◆ **YOUR TASK**:
The answer must consist of each line below that contains the string "like".

◆ **EXERCISE INPUTS**:
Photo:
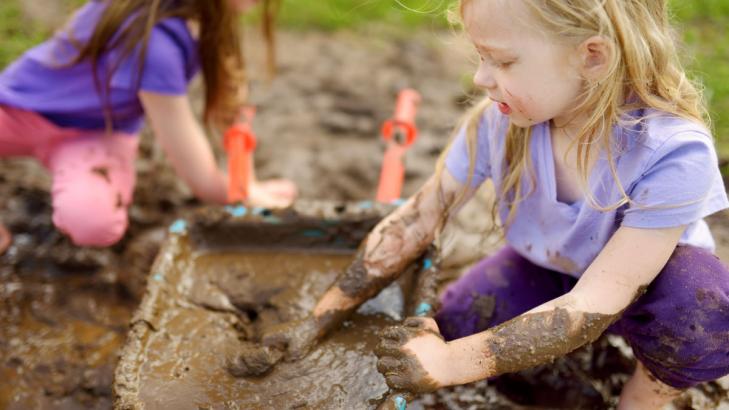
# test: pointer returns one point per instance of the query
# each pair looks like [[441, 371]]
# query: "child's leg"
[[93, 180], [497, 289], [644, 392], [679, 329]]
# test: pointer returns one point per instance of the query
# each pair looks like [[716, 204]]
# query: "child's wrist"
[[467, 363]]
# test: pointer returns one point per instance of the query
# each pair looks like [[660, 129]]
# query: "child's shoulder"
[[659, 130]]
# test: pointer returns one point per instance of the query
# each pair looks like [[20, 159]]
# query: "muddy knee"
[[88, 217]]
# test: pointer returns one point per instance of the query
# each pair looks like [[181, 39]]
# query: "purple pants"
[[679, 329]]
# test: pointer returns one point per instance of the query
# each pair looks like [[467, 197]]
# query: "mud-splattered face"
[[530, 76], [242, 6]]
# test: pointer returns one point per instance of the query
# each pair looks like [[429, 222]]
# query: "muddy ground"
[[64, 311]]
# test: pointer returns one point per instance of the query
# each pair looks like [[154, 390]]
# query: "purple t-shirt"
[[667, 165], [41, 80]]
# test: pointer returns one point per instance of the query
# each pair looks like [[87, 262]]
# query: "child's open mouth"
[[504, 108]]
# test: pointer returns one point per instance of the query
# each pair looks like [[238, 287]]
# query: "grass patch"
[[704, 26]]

* * *

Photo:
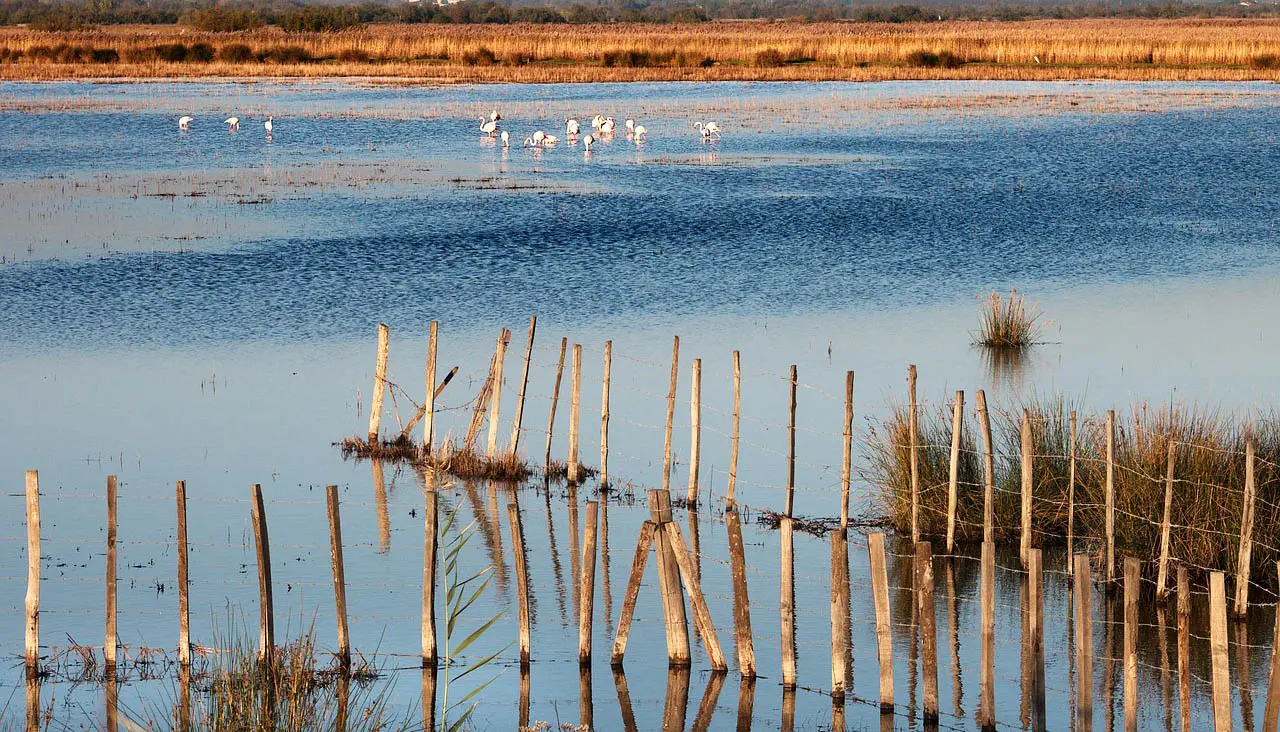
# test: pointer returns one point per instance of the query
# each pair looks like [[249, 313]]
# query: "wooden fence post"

◆ **YOUR RESPONSE**:
# each pair looks like [[441, 371]]
# each pair looks like [[716, 204]]
# each pair looks like [[660, 129]]
# each pair looks like [[20, 159]]
# each pair looks like [[181, 39]]
# each pair looks like [[467, 197]]
# each pair looks like [[429, 222]]
# each pair looks like [[154, 390]]
# each pair looks like [[87, 262]]
# each pair looks like [[238, 287]]
# each pair looks like [[249, 313]]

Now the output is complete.